▶ **TASK DIRECTIONS**: Convert the material into a JSON list of strings, one per line, starting with the first line and ending with the line that contains "<point>742,298</point>", both included. Leave out blank lines.

[Data items]
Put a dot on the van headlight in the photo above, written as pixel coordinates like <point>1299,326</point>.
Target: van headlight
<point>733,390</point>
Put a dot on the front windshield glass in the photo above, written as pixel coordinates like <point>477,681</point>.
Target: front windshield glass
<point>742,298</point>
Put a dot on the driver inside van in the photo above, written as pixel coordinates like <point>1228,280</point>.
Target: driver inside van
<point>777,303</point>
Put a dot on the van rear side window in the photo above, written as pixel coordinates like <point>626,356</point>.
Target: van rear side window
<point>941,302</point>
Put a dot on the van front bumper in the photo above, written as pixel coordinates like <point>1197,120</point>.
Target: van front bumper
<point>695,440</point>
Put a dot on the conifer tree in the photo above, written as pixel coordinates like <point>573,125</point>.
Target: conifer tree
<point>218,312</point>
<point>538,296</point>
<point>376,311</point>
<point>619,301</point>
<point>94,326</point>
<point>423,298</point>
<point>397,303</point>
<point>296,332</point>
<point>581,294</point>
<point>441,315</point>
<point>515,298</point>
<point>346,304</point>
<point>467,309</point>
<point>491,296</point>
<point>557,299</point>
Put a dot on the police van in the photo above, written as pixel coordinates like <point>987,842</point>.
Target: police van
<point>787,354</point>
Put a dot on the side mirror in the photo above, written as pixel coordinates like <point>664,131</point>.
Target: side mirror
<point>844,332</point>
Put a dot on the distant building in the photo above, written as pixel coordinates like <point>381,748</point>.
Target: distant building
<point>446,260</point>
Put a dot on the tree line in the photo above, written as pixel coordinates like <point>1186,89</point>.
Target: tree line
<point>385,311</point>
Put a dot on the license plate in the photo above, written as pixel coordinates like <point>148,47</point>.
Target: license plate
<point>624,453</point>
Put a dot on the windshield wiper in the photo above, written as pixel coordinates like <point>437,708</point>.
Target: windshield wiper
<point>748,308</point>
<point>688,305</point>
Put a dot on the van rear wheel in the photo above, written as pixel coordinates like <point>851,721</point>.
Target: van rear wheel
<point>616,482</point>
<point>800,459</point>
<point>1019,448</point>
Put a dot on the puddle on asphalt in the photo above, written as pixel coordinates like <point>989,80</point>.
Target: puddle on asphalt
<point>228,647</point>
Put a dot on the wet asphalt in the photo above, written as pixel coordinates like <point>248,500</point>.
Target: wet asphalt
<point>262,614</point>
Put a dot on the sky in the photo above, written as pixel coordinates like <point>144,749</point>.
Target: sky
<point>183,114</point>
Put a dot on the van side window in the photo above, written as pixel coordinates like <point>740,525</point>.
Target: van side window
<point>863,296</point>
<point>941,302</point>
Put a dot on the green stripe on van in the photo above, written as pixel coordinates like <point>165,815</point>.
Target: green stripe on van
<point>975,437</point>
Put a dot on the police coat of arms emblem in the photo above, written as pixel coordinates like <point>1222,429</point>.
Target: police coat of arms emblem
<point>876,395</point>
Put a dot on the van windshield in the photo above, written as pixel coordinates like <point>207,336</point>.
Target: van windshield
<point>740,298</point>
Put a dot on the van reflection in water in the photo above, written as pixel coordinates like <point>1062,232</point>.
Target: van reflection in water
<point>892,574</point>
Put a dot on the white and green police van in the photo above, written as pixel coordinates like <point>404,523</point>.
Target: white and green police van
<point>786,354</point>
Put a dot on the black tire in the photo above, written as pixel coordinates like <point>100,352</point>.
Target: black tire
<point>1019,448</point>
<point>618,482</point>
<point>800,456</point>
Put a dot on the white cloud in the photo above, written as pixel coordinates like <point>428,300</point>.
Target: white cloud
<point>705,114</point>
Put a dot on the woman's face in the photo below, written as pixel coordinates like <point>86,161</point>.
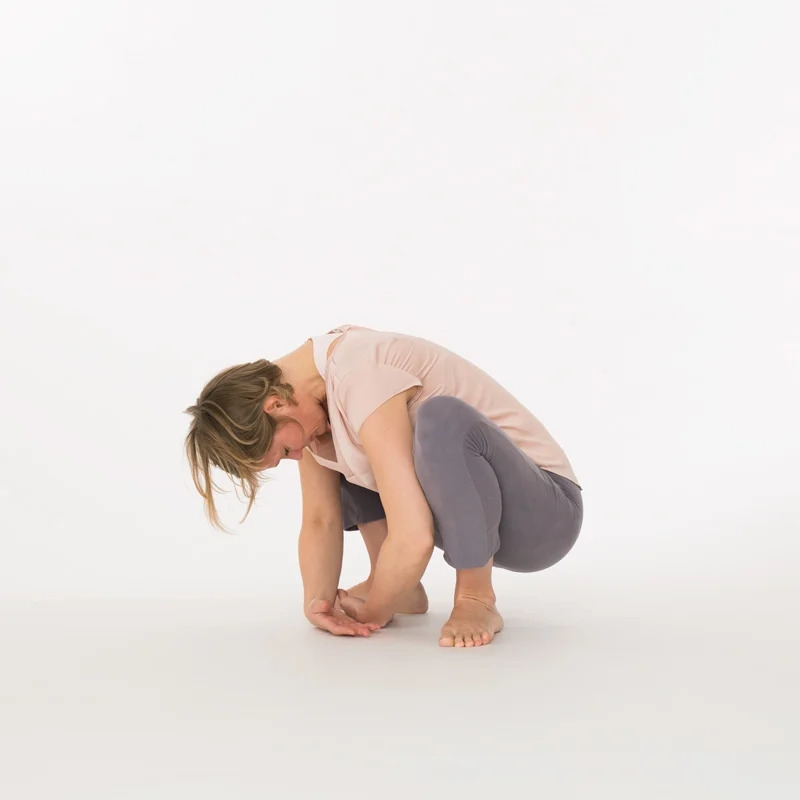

▶ **FINISHED TASK**:
[
  "Put a dot on the van headlight in the photo above, written as pixel coordinates like <point>1299,326</point>.",
  "Target: van headlight",
  "<point>733,390</point>",
  "Put a dot on the front windshield glass in the photo above, written as pixel coordinates like <point>477,681</point>.",
  "Target: front windshield glass",
  "<point>742,298</point>"
]